**EXTRAIT DU DOCUMENT**
***
Message par Pierre Salich »

J'avais assisté à ce concert l'an dernier moi aussi, et mes souvenirs correspondent entièrement au compte-rendu d'Okay. C'était vraiment un concert époustouflant, peut-être le plus beau récital de piano auquel j'ai jamais assisté, rien de moins.

oiseau.prophète a écrit:
J'ai l'impression que ce concert t'a davantage impressionné/plu que celui de Sokolov récemment? ou les deux interprètes sont ils incomparables ?

Les deux interprètes sont absolument incomparables dans leur approche. Sokolov est un architecte qui taille le son comme une pierre précieuse, combinant sans cesse une puissante vue d'ensemble avec une énorme densité dans les intentions à chaque instant. On ressent beaucoup le côté "chaque note compte" et c'est absolument vertigineux. Il y a une tension constante.
Chez Berezowsky, il y a une immense générosité et un élan qui prédominent, servis par des moyens pianistiques à peu près incomparables. Le son et les intentions chez Berezowsky sont a priori moins calculés (ça ne l'empêche pas d'avoir un son magnifiquement contrôlé). Son interprétation ne passe pas autant par des micro-intentions permanentes, mais se transmet davantage comme un tout organique, plus naturel. Il sait tout faire, mais n'a pas la volonté de clarté polyphonique absolue de Sokolov. Il est plus dans son élément avec les sauts fulgurants et les crépitements de notes, en un mot, davantage dans l'horizontalité que la verticalité.
***
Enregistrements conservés

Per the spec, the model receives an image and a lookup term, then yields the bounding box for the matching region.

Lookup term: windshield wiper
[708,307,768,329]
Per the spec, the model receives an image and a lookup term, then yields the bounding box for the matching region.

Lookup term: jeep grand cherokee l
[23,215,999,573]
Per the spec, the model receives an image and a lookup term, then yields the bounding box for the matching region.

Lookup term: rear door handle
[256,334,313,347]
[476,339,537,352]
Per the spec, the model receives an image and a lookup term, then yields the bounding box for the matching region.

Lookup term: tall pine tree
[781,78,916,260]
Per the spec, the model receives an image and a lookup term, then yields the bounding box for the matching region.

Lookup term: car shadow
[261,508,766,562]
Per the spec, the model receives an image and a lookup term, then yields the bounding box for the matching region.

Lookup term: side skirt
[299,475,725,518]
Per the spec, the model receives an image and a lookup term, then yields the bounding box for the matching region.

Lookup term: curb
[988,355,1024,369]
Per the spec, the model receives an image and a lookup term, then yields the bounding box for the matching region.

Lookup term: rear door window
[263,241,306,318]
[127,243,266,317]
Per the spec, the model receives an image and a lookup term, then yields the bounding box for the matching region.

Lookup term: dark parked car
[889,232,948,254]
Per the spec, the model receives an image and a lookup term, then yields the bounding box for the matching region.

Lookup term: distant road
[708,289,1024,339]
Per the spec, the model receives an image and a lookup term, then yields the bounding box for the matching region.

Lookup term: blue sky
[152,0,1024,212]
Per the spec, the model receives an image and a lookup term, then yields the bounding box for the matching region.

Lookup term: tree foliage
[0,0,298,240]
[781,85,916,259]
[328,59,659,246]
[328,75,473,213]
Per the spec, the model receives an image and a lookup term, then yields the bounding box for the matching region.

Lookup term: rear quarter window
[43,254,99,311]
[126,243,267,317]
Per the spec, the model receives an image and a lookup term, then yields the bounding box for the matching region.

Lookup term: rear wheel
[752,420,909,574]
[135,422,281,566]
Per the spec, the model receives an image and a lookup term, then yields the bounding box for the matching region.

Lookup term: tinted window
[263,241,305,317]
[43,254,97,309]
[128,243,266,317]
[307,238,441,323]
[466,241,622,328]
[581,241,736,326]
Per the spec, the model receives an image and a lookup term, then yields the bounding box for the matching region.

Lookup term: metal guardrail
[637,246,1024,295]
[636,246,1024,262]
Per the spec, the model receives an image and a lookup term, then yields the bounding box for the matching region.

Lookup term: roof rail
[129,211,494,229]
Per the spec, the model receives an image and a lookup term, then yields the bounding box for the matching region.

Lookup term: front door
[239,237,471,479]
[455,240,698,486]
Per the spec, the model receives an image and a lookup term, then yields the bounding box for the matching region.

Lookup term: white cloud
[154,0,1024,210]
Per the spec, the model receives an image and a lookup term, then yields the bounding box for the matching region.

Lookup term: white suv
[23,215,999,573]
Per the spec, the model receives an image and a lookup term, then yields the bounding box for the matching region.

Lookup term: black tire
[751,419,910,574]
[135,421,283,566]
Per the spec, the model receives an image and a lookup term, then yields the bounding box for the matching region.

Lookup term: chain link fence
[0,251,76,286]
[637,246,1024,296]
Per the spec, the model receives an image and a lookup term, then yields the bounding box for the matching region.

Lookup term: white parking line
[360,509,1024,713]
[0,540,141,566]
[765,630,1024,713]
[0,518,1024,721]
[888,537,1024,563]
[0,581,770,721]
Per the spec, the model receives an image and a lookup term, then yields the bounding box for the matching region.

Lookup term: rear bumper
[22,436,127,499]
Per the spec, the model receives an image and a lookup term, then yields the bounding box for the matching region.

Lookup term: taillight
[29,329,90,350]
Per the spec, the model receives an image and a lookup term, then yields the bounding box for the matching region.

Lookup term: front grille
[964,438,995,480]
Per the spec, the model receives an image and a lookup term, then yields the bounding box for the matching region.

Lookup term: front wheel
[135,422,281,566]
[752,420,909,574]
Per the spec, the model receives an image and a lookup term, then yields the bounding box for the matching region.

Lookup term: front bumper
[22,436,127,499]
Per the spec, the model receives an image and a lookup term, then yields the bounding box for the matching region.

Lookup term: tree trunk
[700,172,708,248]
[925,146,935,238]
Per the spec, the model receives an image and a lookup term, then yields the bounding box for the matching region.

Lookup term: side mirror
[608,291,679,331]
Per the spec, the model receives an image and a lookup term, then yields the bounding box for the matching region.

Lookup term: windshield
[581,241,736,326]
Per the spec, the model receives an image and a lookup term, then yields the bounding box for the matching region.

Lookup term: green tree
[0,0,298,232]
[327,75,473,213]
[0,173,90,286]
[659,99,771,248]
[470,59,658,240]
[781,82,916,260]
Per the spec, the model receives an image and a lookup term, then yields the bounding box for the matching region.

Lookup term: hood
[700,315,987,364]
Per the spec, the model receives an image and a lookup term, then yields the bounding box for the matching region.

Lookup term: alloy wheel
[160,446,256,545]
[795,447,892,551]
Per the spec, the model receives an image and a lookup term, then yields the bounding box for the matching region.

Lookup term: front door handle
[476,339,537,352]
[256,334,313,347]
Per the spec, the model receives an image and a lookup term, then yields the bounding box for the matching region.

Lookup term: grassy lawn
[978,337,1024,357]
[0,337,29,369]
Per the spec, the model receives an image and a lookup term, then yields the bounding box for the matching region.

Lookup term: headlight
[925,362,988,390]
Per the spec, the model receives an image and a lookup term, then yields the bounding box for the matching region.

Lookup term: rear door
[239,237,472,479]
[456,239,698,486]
***
**EXERCICES À RÉALISER**
**A.** Traduisez en anglais la phrase suivante de l'extrait sur les deux pianistes : « Sokolov est un architecte qui taille le son comme une pierre précieuse, combinant sans cesse une puissante vue d'ensemble avec une énorme densité dans les intentions à chaque instant. »
**B.** D'après l'extrait sur les deux pianistes, quelle qualité propre à Sokolov Berezowsky ne possède-t-il pas ?
**C.** Transcrivez fidèlement le passage de l'extrait sur les deux pianistes qui commence aux mots « Message par Pierre » et s'achève après « rien de moins. ».
Veuillez vous appuyer uniquement sur l'extrait pour répondre.

**RÉPONSES PAR EXERCICE**
**A.** Sokolov is an architect who cuts sound like a precious stone, constantly combining a powerful overall vision with an enormous density of intention at every moment.

**B.** La volonté de clarté polyphonique absolue.

**C.**
Message par Pierre Salich »

J'avais assisté à ce concert l'an dernier moi aussi, et mes souvenirs correspondent entièrement au compte-rendu d'Okay. C'était vraiment un concert époustouflant, peut-être le plus beau récital de piano auquel j'ai jamais assisté, rien de moins.